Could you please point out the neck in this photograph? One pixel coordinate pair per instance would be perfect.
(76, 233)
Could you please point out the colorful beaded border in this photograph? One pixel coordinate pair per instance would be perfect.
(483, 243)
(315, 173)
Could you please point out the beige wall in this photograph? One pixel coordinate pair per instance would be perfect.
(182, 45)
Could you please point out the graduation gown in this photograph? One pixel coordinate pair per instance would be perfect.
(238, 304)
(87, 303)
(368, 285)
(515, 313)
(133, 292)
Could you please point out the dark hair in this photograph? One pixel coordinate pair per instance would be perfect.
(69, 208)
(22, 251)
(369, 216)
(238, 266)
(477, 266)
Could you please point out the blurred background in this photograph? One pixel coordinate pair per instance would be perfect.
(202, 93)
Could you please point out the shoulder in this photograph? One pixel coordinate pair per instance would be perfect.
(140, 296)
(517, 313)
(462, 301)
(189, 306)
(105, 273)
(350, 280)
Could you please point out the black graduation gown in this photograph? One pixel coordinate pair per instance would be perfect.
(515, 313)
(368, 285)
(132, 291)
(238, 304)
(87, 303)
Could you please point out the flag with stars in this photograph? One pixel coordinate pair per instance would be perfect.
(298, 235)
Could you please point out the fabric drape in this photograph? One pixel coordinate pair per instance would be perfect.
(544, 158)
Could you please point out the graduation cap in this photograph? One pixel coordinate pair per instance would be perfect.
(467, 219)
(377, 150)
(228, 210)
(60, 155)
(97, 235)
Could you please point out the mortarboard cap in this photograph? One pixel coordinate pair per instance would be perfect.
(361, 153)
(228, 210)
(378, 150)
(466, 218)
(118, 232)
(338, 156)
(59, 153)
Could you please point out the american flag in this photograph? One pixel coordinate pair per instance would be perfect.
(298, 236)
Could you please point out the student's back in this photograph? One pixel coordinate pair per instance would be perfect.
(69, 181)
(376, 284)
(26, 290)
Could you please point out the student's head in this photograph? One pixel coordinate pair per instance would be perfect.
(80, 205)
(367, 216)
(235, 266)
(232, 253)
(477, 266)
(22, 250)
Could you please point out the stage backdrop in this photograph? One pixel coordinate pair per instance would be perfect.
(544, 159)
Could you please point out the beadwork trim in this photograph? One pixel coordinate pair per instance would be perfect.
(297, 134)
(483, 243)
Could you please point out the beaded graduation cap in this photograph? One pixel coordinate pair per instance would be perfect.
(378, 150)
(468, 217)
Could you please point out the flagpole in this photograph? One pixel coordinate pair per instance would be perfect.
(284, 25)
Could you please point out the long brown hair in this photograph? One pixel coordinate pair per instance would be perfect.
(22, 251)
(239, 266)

----

> **Task to carry out**
Everything from the line containing "Could you please point out the beaded" down to the last line of the entries is to be returned exactly, both ends included, and nothing beyond it.

> **Exercise solution**
Could you please point out the beaded graduation cap in this photograph? One pixel coordinate pair per instance would be perfect.
(378, 150)
(468, 217)
Could you please point out the flagpole in this photograph? One pixel coordinate pair per instance would be perfect.
(284, 25)
Could you please point out the long brown hair in this photograph? One pixel coordinate pair per instance would be perfect.
(22, 251)
(239, 266)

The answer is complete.